:: Aim of the exercise ::
Any pictures in the records below should be skipped; write out everything else exactly.

-- Start Material shown --

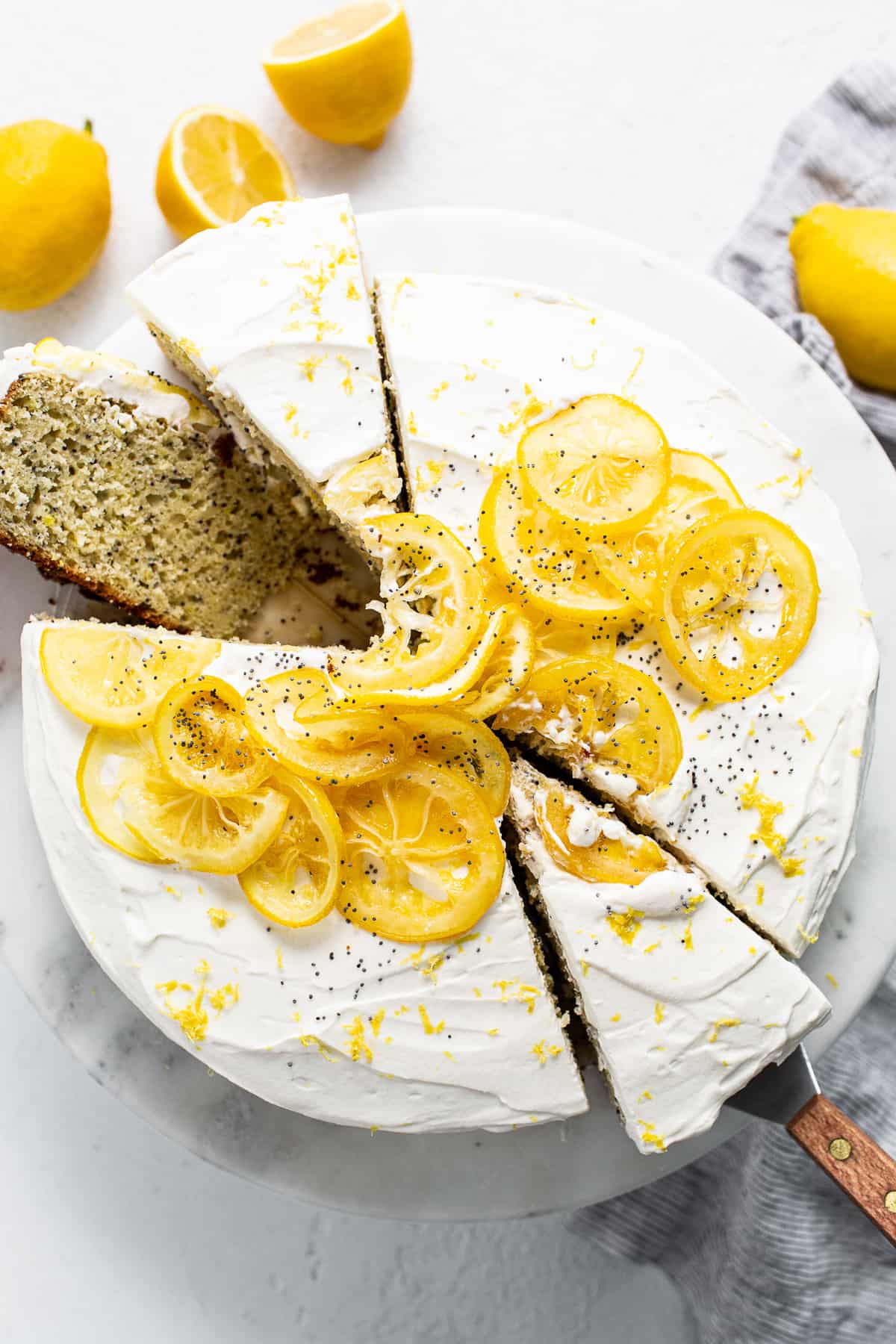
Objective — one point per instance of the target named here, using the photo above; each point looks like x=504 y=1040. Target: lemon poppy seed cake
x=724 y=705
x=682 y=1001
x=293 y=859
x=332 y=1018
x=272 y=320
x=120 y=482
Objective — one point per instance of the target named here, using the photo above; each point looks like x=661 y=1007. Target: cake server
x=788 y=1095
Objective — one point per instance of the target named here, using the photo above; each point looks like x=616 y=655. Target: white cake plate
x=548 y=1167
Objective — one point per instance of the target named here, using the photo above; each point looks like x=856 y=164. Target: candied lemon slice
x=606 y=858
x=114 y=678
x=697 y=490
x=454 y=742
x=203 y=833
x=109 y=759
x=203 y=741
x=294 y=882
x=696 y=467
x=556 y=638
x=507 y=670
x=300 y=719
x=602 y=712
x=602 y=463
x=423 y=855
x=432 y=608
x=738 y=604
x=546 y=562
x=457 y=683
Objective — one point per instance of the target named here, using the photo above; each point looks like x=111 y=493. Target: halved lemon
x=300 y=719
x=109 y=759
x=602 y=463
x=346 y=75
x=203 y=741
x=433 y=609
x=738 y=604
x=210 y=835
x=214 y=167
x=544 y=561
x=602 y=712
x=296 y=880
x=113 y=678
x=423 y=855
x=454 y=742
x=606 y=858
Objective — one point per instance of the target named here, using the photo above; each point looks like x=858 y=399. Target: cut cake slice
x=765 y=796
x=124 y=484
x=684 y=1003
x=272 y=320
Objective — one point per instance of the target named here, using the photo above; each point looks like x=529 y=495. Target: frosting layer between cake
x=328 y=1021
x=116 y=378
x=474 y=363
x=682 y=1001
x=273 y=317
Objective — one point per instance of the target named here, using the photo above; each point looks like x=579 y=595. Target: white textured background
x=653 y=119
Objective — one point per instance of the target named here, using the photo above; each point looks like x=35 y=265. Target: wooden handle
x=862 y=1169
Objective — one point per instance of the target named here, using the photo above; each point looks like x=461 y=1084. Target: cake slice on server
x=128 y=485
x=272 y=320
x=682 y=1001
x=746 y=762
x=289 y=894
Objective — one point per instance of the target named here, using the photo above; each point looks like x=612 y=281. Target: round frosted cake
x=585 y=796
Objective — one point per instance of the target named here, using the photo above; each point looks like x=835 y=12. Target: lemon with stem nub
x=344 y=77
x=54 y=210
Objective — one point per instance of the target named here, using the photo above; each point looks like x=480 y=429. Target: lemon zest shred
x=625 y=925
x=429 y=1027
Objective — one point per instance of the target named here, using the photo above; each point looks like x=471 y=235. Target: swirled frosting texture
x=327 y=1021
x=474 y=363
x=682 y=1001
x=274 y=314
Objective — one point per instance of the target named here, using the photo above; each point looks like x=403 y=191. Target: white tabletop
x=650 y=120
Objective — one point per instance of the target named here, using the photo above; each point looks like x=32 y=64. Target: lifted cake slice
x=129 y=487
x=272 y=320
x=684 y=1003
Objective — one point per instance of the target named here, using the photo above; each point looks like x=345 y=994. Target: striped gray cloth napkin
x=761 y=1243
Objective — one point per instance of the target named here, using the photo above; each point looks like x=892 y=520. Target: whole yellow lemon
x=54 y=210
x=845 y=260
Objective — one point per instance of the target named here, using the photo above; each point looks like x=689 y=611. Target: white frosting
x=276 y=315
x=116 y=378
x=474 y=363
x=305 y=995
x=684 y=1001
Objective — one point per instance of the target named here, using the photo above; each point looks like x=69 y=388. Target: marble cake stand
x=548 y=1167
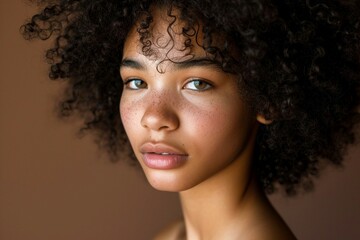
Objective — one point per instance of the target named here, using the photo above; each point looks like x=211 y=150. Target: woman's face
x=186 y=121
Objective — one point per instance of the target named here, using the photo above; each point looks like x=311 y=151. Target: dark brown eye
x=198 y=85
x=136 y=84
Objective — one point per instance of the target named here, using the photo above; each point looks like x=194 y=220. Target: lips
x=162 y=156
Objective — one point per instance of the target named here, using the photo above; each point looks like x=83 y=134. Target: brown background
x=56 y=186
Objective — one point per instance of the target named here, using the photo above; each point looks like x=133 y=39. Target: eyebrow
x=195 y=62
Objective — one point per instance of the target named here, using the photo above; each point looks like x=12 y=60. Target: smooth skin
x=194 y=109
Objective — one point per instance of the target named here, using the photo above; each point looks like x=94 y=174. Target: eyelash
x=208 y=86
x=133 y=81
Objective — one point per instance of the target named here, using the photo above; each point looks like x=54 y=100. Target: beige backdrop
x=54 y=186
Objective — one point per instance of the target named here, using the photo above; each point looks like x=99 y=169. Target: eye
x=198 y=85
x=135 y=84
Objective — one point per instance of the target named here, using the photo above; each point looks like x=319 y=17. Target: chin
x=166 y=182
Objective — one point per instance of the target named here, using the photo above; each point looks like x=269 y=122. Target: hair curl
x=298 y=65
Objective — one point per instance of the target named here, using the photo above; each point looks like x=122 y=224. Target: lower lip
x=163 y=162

-- End Material shown --

:: Exercise response ::
Objective — one point per instance of the target named here, using the photo above; each point looks like x=504 y=1040. Target: lemon poppy seed cake
x=724 y=705
x=682 y=1001
x=293 y=859
x=332 y=1018
x=272 y=320
x=120 y=482
Objective — one point per instance of the target named here, using the photo above; each point looks like x=661 y=1007. Target: cake server
x=788 y=1095
Objective — one point per instance of the target named here, using the photo above; each point looks like x=616 y=655. Target: white cake plate
x=548 y=1167
Objective — one point per instance of the target named here, using the photo above; each point looks like x=856 y=164. Target: candied lemon slice
x=606 y=858
x=114 y=678
x=697 y=490
x=454 y=742
x=203 y=833
x=109 y=759
x=203 y=741
x=294 y=882
x=696 y=467
x=556 y=638
x=507 y=670
x=300 y=719
x=602 y=712
x=602 y=463
x=423 y=855
x=432 y=608
x=738 y=604
x=546 y=562
x=457 y=683
Objective — one point per instance of the target named here, using the photo above; each point looks like x=111 y=493. Target: halved lemon
x=300 y=719
x=109 y=759
x=602 y=463
x=346 y=75
x=203 y=741
x=433 y=609
x=738 y=604
x=210 y=835
x=214 y=167
x=544 y=561
x=602 y=712
x=296 y=880
x=113 y=678
x=423 y=855
x=454 y=742
x=606 y=858
Objective — one point per instance of the target named here, using the photo above; each point looks like x=858 y=399. Target: cut cake slice
x=765 y=796
x=124 y=484
x=684 y=1003
x=272 y=320
Objective — one point per instance of the target named here, using the photo above; each point looks like x=529 y=495. Target: frosting layer between cake
x=328 y=1021
x=116 y=378
x=474 y=363
x=682 y=1001
x=273 y=317
Objective — one point per instance of the target named here, using the photo above; each point looks like x=579 y=595. Target: white textured background
x=653 y=119
Objective — one point per instance of the target named here, using the photo above; each point looks like x=35 y=265. Target: wooden handle
x=862 y=1169
Objective — one point per instance of the target named here, using the photo above; each point looks like x=461 y=1084. Target: cake slice on server
x=128 y=485
x=272 y=320
x=682 y=1001
x=746 y=762
x=289 y=894
Objective — one point per instance of the target named here, using the photo above; each point looks like x=612 y=281. Target: round frosted cake
x=585 y=796
Objective — one point per instance of the target named here, using the photo above; each point looks like x=835 y=12. Target: lemon with stem nub
x=344 y=77
x=54 y=210
Objective — one point per instance of the target named here, using the photo above; each point looks like x=480 y=429. Target: lemon zest shred
x=625 y=925
x=429 y=1027
Objective — one point per instance of the target named here, using the photo above; each point looks like x=471 y=235. Target: swirled frosting texture
x=327 y=1021
x=474 y=363
x=682 y=1001
x=274 y=314
Objective — one point per instance of the target named here, using the photo above; each point looks like x=403 y=191. Target: white tabletop
x=650 y=120
Objective — one point per instance of the target named here, using the photo above; each point looks like x=32 y=64. Target: lifted cake slice
x=129 y=487
x=272 y=320
x=684 y=1003
Objective — one point per instance of the target named here, using the photo above; each point looks like x=345 y=994. Target: striped gray cloth napkin
x=761 y=1243
Objective — one point per instance of the target named here, using the photo above; each point looks like x=892 y=520. Target: whole yellow lemon
x=54 y=210
x=845 y=260
Objective — one point per instance of the target named here, using the photo above; each point looks like x=689 y=611. Target: white frosting
x=276 y=315
x=116 y=378
x=474 y=363
x=305 y=995
x=684 y=1001
Objective — one point per instance of the target named here, using the photo above; each point looks like x=69 y=388. Target: marble cake stand
x=548 y=1167
Objective — one point per instance of the target named here, using the photo above; each point looks like x=211 y=150. Target: woman's face
x=186 y=121
Objective — one point per instance of the target named here, using the photo above; each point looks like x=311 y=151. Target: dark brown eye
x=198 y=85
x=136 y=84
Objective — one point per instance of the target named here, using the photo above; each point looks like x=194 y=220. Target: lips
x=162 y=156
Objective — one point per instance of the target named here, using the photo above; each point looks like x=83 y=134. Target: brown background
x=56 y=186
Objective — one point per instance of the target named here, using the photo above; each point looks like x=133 y=39. Target: eyebrow
x=195 y=62
Objective — one point per instance of the target named here, using the photo above; each point looks like x=12 y=60. Target: smooth skin
x=194 y=109
Objective — one point per instance of the target named here, using the photo above; each point looks like x=94 y=174. Target: eyelash
x=208 y=86
x=133 y=81
Objective — one point per instance of the target named here, using the photo above; each point looks like x=54 y=100. Target: beige backdrop
x=54 y=186
Objective — one point per instance of the target named here, using the photo above; each point looks like x=99 y=169. Target: eye
x=198 y=85
x=135 y=84
Objective — one point per instance of the target named here, using the photo above; each point looks like x=319 y=17. Target: chin
x=166 y=182
Objective — one point per instance of the target named here, using the photo above; each point looks like x=269 y=122. Target: hair curl
x=298 y=65
Objective — one point per instance of the target named here, using the photo above; each point looks like x=122 y=224. Target: lower lip
x=163 y=162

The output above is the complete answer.